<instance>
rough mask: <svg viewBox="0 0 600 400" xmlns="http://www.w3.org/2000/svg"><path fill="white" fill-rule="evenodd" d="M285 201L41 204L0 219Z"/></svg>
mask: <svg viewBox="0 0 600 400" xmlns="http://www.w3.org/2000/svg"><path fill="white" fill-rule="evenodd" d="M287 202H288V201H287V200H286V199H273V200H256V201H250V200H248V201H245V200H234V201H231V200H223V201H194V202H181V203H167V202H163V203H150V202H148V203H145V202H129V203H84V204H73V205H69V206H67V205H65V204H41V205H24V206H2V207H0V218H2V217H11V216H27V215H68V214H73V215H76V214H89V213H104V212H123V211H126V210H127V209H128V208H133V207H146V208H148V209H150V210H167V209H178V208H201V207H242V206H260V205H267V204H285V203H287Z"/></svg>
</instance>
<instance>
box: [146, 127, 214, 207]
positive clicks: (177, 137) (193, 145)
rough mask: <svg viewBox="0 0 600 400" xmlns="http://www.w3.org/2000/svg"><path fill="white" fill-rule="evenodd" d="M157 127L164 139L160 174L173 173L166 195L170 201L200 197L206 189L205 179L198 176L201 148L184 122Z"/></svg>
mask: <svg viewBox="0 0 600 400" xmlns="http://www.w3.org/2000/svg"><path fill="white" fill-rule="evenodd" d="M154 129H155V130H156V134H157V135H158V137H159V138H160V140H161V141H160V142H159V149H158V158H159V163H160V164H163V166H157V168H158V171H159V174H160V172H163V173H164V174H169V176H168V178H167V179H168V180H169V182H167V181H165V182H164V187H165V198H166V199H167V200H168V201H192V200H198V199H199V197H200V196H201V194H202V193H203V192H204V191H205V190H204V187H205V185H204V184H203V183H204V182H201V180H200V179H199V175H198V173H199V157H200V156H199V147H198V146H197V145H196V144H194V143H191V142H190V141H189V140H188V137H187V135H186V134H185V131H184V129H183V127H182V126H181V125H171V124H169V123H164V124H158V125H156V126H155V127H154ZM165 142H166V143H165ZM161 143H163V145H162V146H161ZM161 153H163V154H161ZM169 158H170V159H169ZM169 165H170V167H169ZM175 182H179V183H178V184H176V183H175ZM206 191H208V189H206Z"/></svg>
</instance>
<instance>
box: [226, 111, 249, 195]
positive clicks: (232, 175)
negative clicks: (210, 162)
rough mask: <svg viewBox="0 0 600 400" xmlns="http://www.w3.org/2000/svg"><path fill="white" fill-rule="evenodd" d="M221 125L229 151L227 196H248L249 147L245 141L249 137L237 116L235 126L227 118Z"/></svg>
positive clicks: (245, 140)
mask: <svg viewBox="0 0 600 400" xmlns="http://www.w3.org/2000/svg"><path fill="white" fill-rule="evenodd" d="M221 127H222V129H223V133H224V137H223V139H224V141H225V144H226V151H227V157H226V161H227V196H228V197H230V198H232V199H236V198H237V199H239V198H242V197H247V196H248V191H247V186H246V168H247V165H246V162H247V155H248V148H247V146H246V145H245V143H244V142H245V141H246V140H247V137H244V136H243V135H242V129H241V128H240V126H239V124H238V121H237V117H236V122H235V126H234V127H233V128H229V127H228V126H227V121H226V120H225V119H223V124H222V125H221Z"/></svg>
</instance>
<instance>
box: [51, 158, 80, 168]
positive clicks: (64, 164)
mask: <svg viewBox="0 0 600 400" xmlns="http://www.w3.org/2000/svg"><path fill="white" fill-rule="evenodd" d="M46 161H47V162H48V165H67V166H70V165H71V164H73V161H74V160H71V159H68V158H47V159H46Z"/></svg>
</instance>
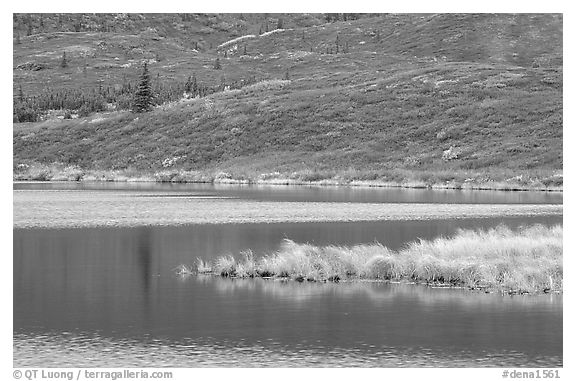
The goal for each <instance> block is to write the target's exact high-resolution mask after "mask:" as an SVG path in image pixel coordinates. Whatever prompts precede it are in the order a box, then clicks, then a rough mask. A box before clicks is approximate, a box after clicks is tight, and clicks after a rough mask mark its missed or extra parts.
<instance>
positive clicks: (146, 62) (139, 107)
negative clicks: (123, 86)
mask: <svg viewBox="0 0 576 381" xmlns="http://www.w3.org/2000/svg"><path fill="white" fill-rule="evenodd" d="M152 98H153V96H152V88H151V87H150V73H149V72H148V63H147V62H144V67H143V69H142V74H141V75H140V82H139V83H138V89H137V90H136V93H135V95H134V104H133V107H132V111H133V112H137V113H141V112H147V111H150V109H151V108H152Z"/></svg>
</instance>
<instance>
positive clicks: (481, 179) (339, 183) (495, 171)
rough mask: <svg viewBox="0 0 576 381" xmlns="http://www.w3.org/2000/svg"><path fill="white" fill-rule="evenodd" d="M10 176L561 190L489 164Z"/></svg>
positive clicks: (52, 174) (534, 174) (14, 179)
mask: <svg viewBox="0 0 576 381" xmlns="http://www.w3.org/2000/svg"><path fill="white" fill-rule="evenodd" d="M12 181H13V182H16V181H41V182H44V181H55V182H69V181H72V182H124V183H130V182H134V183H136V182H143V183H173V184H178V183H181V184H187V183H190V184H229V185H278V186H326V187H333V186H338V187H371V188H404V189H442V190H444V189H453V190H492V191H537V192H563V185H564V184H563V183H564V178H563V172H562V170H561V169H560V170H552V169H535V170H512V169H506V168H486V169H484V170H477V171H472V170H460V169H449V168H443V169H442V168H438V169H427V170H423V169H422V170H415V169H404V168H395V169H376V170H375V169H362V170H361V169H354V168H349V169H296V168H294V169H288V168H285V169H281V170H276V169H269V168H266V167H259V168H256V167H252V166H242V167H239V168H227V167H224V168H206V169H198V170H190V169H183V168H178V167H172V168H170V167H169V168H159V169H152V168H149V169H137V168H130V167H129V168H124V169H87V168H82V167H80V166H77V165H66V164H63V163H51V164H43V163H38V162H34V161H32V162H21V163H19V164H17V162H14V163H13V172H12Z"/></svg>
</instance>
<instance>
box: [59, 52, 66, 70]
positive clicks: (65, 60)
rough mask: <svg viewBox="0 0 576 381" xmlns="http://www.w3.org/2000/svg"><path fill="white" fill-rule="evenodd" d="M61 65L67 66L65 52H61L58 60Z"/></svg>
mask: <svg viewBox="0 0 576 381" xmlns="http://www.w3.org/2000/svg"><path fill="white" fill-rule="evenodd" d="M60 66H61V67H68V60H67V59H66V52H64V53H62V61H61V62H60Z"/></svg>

_ _ _ _ _

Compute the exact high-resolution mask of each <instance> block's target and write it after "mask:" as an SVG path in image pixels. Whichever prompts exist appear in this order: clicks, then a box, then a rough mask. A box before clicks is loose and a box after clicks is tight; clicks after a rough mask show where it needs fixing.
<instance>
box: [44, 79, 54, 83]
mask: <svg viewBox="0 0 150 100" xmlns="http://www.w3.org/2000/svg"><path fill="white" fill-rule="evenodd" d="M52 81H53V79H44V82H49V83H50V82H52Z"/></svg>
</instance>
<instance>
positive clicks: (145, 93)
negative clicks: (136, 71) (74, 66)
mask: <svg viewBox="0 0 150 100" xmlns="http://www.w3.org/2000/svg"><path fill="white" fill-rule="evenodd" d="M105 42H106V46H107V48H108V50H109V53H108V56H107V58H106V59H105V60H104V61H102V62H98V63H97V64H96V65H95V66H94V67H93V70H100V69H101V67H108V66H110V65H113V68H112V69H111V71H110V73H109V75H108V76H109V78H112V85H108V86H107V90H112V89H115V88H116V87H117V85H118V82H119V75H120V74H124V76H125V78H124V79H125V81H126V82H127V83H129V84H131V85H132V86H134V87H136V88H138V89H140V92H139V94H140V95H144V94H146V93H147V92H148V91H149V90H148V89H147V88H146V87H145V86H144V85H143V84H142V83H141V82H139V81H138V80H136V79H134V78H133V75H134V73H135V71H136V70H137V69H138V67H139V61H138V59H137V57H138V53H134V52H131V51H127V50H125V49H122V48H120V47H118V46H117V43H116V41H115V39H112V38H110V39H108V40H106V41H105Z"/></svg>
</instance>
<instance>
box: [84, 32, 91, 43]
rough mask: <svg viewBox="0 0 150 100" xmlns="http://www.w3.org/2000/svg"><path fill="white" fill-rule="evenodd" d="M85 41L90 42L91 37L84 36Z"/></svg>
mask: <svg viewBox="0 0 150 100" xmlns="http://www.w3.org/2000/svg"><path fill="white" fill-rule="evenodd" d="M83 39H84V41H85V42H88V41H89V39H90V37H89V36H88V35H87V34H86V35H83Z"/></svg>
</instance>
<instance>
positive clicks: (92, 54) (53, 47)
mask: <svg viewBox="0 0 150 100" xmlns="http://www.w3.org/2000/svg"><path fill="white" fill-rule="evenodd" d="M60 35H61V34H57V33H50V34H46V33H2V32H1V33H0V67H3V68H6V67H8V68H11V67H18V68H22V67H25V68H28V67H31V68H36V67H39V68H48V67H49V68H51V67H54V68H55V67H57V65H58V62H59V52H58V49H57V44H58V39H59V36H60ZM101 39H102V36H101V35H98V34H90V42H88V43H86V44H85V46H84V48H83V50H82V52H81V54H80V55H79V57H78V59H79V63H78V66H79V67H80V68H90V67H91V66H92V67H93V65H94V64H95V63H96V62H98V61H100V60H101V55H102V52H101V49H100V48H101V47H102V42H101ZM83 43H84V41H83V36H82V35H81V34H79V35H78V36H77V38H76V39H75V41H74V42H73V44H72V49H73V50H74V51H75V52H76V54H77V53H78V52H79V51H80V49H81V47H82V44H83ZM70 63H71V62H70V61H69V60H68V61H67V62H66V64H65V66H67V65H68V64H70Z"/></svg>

_ _ _ _ _

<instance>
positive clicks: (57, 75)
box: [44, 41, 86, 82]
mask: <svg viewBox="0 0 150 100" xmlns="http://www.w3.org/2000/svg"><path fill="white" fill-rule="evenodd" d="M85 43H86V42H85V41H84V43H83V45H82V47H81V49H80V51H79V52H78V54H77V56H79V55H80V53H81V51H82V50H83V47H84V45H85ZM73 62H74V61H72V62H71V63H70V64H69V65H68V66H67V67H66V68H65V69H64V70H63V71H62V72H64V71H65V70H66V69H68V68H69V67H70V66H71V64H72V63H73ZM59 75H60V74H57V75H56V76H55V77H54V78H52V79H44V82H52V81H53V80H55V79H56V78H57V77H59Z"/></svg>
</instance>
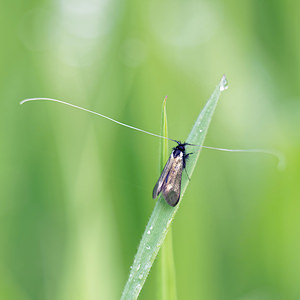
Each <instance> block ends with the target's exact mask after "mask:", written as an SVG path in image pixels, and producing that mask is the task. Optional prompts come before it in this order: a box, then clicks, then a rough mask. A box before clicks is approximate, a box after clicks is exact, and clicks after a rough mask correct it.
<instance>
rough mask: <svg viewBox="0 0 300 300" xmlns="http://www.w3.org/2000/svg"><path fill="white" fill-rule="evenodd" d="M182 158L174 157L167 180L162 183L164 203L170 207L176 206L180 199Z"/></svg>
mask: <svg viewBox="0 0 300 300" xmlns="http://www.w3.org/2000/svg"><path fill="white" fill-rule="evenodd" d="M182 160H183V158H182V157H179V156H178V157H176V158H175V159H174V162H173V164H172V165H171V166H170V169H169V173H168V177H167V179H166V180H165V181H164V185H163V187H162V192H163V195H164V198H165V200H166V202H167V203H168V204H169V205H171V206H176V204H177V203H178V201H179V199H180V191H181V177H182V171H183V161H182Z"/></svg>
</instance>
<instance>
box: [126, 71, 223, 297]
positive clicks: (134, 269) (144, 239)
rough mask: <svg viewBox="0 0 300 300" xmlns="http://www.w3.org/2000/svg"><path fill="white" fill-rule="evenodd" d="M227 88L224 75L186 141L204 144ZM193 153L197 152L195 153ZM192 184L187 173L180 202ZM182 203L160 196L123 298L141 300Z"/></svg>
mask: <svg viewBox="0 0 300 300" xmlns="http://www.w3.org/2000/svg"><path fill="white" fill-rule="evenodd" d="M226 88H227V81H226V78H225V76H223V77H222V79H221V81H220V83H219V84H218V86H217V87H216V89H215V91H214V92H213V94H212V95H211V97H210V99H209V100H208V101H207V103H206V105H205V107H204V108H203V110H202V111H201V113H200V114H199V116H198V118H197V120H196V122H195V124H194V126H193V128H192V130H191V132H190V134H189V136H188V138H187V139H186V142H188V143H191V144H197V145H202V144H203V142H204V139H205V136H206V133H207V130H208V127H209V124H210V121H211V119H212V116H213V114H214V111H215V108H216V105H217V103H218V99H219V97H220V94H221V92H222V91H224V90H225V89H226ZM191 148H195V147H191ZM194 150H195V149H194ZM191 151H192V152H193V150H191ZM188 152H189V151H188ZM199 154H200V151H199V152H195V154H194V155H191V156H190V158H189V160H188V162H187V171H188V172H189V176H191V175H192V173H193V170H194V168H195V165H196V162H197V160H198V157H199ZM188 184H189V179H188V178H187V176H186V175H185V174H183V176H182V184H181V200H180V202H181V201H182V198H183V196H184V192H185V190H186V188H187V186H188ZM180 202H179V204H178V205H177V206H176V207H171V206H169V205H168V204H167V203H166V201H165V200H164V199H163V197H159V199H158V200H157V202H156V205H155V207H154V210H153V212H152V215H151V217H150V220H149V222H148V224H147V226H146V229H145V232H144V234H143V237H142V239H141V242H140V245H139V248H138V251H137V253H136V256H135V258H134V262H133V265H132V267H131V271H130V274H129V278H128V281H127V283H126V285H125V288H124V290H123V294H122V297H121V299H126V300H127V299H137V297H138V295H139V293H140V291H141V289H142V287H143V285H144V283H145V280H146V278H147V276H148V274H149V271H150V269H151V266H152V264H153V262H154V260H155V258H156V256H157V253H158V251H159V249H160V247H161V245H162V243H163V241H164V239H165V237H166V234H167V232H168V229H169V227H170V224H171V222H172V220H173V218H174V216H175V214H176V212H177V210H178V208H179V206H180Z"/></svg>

_ _ _ _ _

> _WHAT TO WORK ON_: State only the number of lines in the data above that contain the word "order".

> _SOLUTION TO THE EXERCISE_: 3